# DOCUMENT EXCERPT
--

8.           Remedies.  Upon the occurrence of any Event of Default specified in Section 7(g) or 7(h) above, the principal amount of this Note together with accrued interest thereon shall become immediately due and payable, without presentment, demand, notice, protest or other requirements of any kind (all of which are hereby expressly waived by Makers).  Upon the occurrence and during the continuance of any other Event of Default Payee may, by written notice to Makers, declare the principal amount of this Note together with accrued interest thereon to be due and payable, and the principal amount of this Note together with such interest shall thereupon immediately become due and payable without presentment, further notice, protest or other requirements of any kind (all of which are hereby expressly waived by Makers).  In either case Payee may, in addition to exercising any other rights and remedies it may have, exercise those rights of set off provided for in Section 10(c).  Demand for payment may be made whether or not any of the foregoing events shall have occurred if the principal amount of this Note is payable on demand.
 
9.           Definitions.  The following terms used in this Note shall have the following meanings (and any of such terms may, unless the context otherwise requires, be used in the singular or the plural depending on the reference):
 
Business Day” means any day other than a Saturday, Sunday or legal holiday under the laws of the State of Delaware or any other day on which banking institutions located in such state are authorized or required by law or other governmental action to close.

--

# DATASET RECORDS
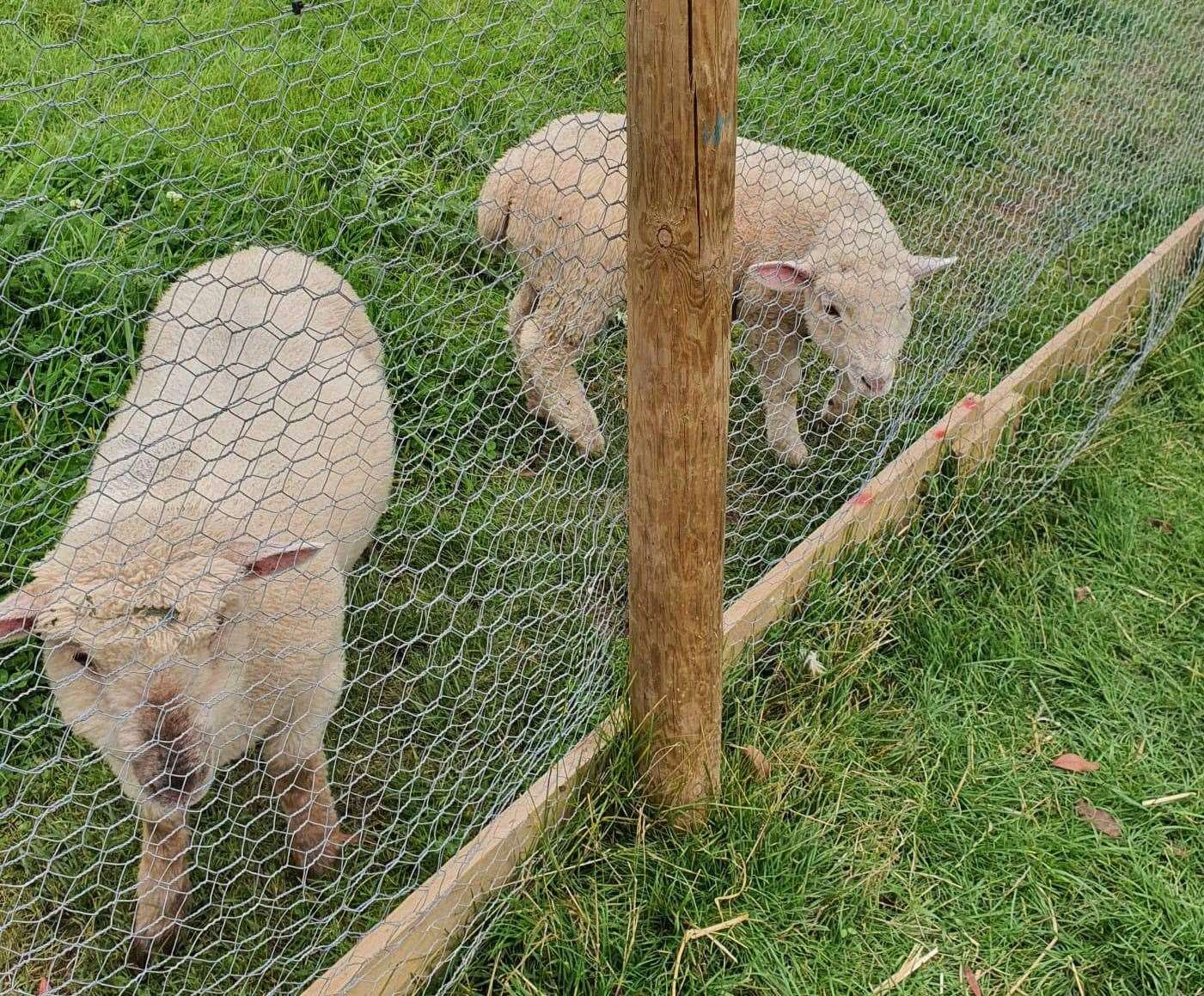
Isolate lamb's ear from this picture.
[226,540,321,578]
[907,255,957,281]
[0,589,37,643]
[749,259,815,291]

--

# BRIEF 1
Reproduce the portion of the promissory note excerpt starting at "9.           Definitions.  The following terms" and ending at "action to close.".
# BRIEF 2
Take the promissory note excerpt further, picking up after its final sentence.

# FINAL ANSWER 1
9.           Definitions.  The following terms used in this Note shall have the following meanings (and any of such terms may, unless the context otherwise requires, be used in the singular or the plural depending on the reference):
 
Business Day” means any day other than a Saturday, Sunday or legal holiday under the laws of the State of Delaware or any other day on which banking institutions located in such state are authorized or required by law or other governmental action to close.

# FINAL ANSWER 2
 
Event of Default” means any of the events set forth in Section 7.
 
Guarantor” means O2 Diesel Europe Plc, a company incorporated under the laws of Ireland, and its permitted successors and assigns under the Guaranty.
 
Guaranty” means the Guaranty, dated as of June 22, 2009 by Guarantor in favor of Payee, as the same may be amended, supplemented or otherwise modified from time to time.
 
 
 

 
 
Person” means any individual, partnership, limited liability company, joint venture, firm, corporation, association, bank, trust or other enterprise, whether or not a legal entity, or any government or political subdivision or any agency, department or instrumentality thereof.
 
Security Agreement” means the Security Agreement dated as of June 22, 2009 among Makers and Payee, as the same may be amended, supplemented or otherwise modified from time to time.
 
10.           Miscellaneous.
 
(a)           Except as otherwise expressly provided herein, all notices and other communications provided for hereunder shall be in writing (including telefacsimile communication) and mailed, telecopied, or delivered as follows: if to Maker, at its address specified opposite its signature below; and if to Payee, at
 
Energenics Holdings Pte Ltd.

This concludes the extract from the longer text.